━━━ Dataset extract
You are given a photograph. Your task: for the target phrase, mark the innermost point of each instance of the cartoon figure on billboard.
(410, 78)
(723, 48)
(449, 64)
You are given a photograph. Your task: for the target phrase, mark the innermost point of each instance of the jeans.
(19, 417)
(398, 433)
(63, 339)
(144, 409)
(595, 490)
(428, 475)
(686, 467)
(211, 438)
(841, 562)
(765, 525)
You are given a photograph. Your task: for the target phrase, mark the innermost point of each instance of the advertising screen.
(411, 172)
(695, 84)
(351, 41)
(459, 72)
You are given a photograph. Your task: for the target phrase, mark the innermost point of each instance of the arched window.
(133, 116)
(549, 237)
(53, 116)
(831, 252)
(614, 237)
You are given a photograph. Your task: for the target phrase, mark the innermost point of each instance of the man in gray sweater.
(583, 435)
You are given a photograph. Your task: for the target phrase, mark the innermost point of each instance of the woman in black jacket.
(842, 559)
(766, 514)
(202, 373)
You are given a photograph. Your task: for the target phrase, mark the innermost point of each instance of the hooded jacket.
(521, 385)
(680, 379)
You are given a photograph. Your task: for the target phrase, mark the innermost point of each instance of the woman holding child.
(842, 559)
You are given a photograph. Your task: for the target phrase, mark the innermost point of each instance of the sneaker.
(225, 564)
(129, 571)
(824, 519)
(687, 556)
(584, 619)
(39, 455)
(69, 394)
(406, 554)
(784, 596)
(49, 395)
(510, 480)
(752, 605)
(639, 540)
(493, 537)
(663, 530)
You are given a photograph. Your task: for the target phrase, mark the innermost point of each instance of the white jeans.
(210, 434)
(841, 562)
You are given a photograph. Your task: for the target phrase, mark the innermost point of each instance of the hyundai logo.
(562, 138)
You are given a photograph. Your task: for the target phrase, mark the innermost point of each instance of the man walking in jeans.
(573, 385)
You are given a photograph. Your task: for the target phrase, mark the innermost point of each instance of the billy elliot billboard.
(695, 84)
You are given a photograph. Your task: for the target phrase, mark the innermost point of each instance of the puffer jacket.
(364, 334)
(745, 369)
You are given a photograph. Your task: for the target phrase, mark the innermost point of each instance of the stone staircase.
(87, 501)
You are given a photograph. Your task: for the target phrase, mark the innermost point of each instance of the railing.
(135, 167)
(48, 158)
━━━━━━
*What you are asked to do*: Write out again every entry above, exactly as given.

*Response*:
You are given a photograph. Your task: for the target phrase, mark the innermost point of each instance of the cartoon figure on billboard.
(410, 78)
(723, 48)
(449, 64)
You are given a photograph. Your task: for the target phrase, mark the innermost point of each instance of the jeans.
(19, 417)
(398, 433)
(63, 339)
(144, 409)
(595, 490)
(428, 475)
(686, 467)
(211, 438)
(841, 562)
(765, 525)
You are given a photograph. Your task: for the target phrase, mark the innermost point of each instance of the advertising screen.
(411, 172)
(695, 84)
(351, 41)
(459, 72)
You are given a photograph. Your task: for the target phrase, mark the innermost point of each instance of the arched window.
(133, 116)
(549, 237)
(53, 116)
(831, 252)
(614, 237)
You are given a photograph. Your task: for the target phrase, mark the innermost point of each instance of the man in gray sweater.
(583, 435)
You are given a photograph. Your task: for the target phrase, mark the innermost point of each instance of the woman in black jacket.
(842, 559)
(766, 514)
(202, 373)
You are given a photograph. Your task: for the target phrase, mark the innermost point of each instance of the hooded jacket.
(521, 385)
(680, 379)
You are given a photograph. Your task: for the target phrase, mark the innermost point of each instance of the woman holding child.
(842, 559)
You are given a photograph. Your task: for the target phrase, mark the innermost point of each instance of the sneaker.
(225, 564)
(129, 571)
(824, 519)
(687, 556)
(584, 619)
(39, 455)
(69, 394)
(406, 554)
(784, 596)
(49, 395)
(510, 480)
(752, 605)
(639, 540)
(493, 537)
(663, 530)
You are given a photograph. Your task: for the target phrase, mark the innermost point of each instance of the white jeans.
(210, 434)
(841, 562)
You are given a photograph. Your task: for the target phrase, mark the innermost point of each instance of the hyundai logo.
(562, 138)
You are given a photograph. Your task: for the target phrase, mark the innermost point of each instance of the man walking in jeans.
(573, 385)
You are given a photograph. Your task: for the target phrase, mark the innermost point of each instance of the billy elliot billboard.
(695, 84)
You are given a photograph. Your task: for the target phrase, mark the innermost point of each instance of the puffer jacket.
(364, 334)
(745, 369)
You are given a photograph. Your task: for the target phrase, mark the innermost point of each instance of the stone staircase.
(87, 501)
You are given a photograph. Your task: for the target phrase, mark the innermost point of each instance of the railing.
(135, 167)
(48, 158)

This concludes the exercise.